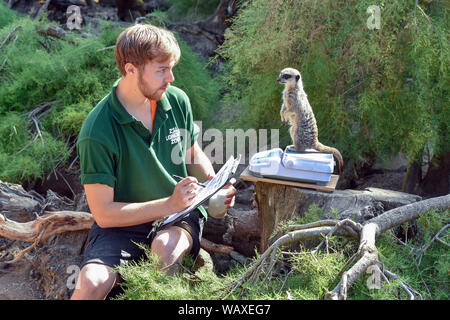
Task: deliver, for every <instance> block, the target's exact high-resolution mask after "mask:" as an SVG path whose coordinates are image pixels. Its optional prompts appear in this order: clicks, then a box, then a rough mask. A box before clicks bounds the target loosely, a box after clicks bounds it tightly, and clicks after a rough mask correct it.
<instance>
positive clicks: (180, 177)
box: [172, 174, 206, 188]
mask: <svg viewBox="0 0 450 320" xmlns="http://www.w3.org/2000/svg"><path fill="white" fill-rule="evenodd" d="M172 177H174V178H175V179H177V180H183V179H184V178H183V177H180V176H177V175H176V174H173V175H172ZM196 183H197V184H198V185H199V186H200V187H203V188H206V186H205V185H204V184H203V183H200V182H196Z"/></svg>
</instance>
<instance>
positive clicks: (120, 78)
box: [109, 78, 172, 124]
mask: <svg viewBox="0 0 450 320" xmlns="http://www.w3.org/2000/svg"><path fill="white" fill-rule="evenodd" d="M121 79H122V78H120V79H118V80H117V81H116V82H115V83H114V85H113V88H112V90H111V93H110V97H109V102H110V104H111V107H112V110H113V116H114V118H115V119H116V120H117V122H118V123H120V124H127V123H131V122H134V121H136V119H135V118H134V117H133V116H132V115H131V114H129V113H128V111H127V110H126V109H125V108H124V106H123V105H122V103H120V101H119V99H118V98H117V94H116V88H117V86H118V84H119V82H120V80H121ZM170 109H172V106H171V105H170V103H169V100H168V99H167V97H166V94H164V96H163V97H162V99H161V100H159V101H158V102H157V103H156V112H157V113H158V112H161V113H162V114H165V113H166V112H167V111H169V110H170Z"/></svg>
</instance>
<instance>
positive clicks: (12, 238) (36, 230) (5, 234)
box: [0, 211, 94, 263]
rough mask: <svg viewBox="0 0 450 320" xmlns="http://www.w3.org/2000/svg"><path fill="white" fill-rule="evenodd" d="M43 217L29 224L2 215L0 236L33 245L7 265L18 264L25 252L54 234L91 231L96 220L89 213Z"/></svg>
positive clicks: (24, 251) (20, 253)
mask: <svg viewBox="0 0 450 320" xmlns="http://www.w3.org/2000/svg"><path fill="white" fill-rule="evenodd" d="M44 213H45V214H44V215H42V216H38V215H36V219H35V220H33V221H29V222H22V223H21V222H16V221H12V220H9V219H7V218H6V217H5V216H4V215H2V214H0V236H1V237H5V238H8V239H13V240H19V241H24V242H33V244H32V245H31V246H30V247H28V248H26V249H25V250H23V251H21V252H19V254H18V255H17V256H16V257H15V258H14V259H13V260H12V261H9V262H6V263H14V262H17V261H18V260H19V259H20V258H21V257H22V256H23V254H24V253H25V252H27V251H29V250H31V249H32V248H33V247H35V246H36V245H37V244H38V243H39V242H40V241H45V240H46V239H48V238H49V237H51V236H52V235H54V234H59V233H63V232H67V231H78V230H86V229H90V228H91V226H92V224H93V223H94V218H93V217H92V215H91V214H90V213H88V212H81V211H55V212H49V211H45V212H44Z"/></svg>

--*--

* **Task brief**
A complete answer reproduces every line of the records in which the word "rough" occurs.

* **Solution to this task**
Task: deliver, for every <instance> block, the target's exact high-resolution mask after "mask:" as an SVG path whose coordinates are image pixels. Its optional prompts appear in this order: clicks, then a box, then a rough mask. A box before clicks bounds the target loosely, a box after clicks bounds it tightly, and clicks after a rough mask correct it.
rough mask: <svg viewBox="0 0 450 320" xmlns="http://www.w3.org/2000/svg"><path fill="white" fill-rule="evenodd" d="M43 217L29 224L2 215L0 236L33 245L7 265L18 264L25 252L54 234L91 231L96 220L89 213Z"/></svg>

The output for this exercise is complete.